__Document segment__
From mboxrd@z Thu Jan  1 00:00:00 1970
From: "Chen, Kenneth W" <kenneth.w.chen@intel.com>
Date: Thu, 10 Nov 2005 23:30:39 +0000
Subject: RE: [Patch 1/1] 4-level page tables v4.
Message-Id: <200511102330.jAANUdg21565@unix-os.sc.intel.com>
List-Id: <linux-ia64.vger.kernel.org>
References: <20051110161915.GA3630@lnx-holt.americas.sgi.com>
In-Reply-To: <20051110161915.GA3630@lnx-holt.americas.sgi.com>
MIME-Version: 1.0
Content-Type: text/plain; charset="us-ascii"
Content-Transfer-Encoding: 7bit
To: linux-ia64@vger.kernel.org

Robin Holt wrote on Thursday, November 10, 2005 2:39 PM
> On Thu, Nov 10, 2005 at 01:49:26PM -0800, Luck, Tony wrote:
> > Compiling with three levels, I see some differences in the scheduling
> > of instructions in the vhpt_miss handler and the nested_dtlb miss
> > handler.  Side-by-side diff of a disassembly included below (original
> > sequence is on the left, new sequence is on the right).  For the vhpt
> > case the new handler is 3 instructions shorter ... but shorter isn't
> > always better.

__Short exercise A__
Rewrite the stretch of the page-tables message from "From mboxrd@z Thu" through "page tables v4.", using "page directories" in place of "page tables".
__Short exercise B__
Proceed with the mailing-list message about four-level page tables, starting after its last line.

__Raw data__

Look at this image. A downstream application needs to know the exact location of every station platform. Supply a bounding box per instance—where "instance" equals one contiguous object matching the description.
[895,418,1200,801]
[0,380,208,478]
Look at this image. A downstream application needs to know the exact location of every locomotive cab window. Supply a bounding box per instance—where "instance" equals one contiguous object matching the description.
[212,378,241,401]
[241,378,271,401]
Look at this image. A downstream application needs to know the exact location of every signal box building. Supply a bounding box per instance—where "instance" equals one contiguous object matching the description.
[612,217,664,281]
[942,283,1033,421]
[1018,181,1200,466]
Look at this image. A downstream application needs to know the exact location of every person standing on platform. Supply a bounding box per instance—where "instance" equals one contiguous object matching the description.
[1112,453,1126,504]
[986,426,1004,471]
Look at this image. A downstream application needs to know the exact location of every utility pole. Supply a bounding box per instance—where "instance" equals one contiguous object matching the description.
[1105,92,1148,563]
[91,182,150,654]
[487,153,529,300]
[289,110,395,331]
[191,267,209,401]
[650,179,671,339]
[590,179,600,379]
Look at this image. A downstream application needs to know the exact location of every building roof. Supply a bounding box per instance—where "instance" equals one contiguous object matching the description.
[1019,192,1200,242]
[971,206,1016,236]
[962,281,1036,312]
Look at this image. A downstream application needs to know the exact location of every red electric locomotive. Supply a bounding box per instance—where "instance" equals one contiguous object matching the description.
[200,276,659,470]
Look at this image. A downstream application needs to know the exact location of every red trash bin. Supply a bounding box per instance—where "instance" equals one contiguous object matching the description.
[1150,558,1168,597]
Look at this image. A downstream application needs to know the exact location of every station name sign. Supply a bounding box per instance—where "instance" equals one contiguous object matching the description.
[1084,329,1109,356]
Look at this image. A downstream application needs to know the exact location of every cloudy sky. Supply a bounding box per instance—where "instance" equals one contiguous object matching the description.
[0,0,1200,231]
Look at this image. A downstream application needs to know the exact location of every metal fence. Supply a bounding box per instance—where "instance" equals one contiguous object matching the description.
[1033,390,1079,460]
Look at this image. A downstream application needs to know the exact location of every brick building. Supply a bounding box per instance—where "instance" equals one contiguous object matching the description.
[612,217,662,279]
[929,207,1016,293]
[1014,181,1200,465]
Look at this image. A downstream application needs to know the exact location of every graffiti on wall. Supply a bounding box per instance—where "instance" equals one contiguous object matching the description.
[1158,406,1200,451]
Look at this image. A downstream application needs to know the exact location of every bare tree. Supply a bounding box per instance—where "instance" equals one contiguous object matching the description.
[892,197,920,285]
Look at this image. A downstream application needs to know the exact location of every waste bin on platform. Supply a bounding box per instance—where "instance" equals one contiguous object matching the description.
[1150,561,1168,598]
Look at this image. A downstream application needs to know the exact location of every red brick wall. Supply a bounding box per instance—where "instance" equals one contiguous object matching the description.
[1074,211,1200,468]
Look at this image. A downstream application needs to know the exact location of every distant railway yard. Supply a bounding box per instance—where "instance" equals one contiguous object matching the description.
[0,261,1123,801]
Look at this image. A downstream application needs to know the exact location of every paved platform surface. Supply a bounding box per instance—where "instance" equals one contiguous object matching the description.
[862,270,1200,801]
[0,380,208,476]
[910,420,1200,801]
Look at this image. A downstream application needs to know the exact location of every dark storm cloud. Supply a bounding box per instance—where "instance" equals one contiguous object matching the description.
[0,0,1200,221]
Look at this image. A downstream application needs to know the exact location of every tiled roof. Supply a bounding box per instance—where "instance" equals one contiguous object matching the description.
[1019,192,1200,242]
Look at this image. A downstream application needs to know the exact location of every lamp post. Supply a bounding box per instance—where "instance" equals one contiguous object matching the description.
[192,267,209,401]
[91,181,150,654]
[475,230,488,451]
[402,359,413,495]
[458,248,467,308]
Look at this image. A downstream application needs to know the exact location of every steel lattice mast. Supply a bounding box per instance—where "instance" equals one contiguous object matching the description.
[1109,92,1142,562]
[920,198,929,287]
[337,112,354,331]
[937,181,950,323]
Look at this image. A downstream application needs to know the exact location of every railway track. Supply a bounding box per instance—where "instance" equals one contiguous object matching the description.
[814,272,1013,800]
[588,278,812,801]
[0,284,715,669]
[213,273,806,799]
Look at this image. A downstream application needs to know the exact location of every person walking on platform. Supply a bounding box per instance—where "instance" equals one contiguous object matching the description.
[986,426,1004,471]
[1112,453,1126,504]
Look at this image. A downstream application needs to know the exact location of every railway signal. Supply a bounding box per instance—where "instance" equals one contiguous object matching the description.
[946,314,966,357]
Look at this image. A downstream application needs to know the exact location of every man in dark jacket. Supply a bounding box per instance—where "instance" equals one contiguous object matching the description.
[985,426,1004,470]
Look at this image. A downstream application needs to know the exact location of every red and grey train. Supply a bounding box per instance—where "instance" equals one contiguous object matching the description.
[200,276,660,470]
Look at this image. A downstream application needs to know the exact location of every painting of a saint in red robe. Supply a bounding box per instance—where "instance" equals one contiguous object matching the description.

__Task answer A__
From mboxrd@z Thu Jan  1 00:00:00 1970
From: "Chen, Kenneth W" <kenneth.w.chen@intel.com>
Date: Thu, 10 Nov 2005 23:30:39 +0000
Subject: RE: [Patch 1/1] 4-level page directories v4.

__Task answer B__
> 
> I used the objdump that Jack Steiner pointed me towards to optomize the
> vhpt_miss handler and then test.  This instruction order gave the best
> performance, but we are talking extremely small differences.
> 
> Is the goal to make these identical?  If so, it should be easy to do,
> but I was not aware that was the intent.

I was wondering earlier too why you changed all the register usage etc.
You really don't need to make that big of change since the resource
contention is around dep/cmp.  cmp instruction is ALU type and can be
schedule on all 6 integer units.  The easiest way is to just re-order
these two instructions.  There is one change you made around tbit/dep on
line 163 (dep r23=0,r20,0,PAGE_SHIFT), but that is outside the 4-level
page table walk.  And again, easiest thing to do is to pull that ins 2
bundle earlier.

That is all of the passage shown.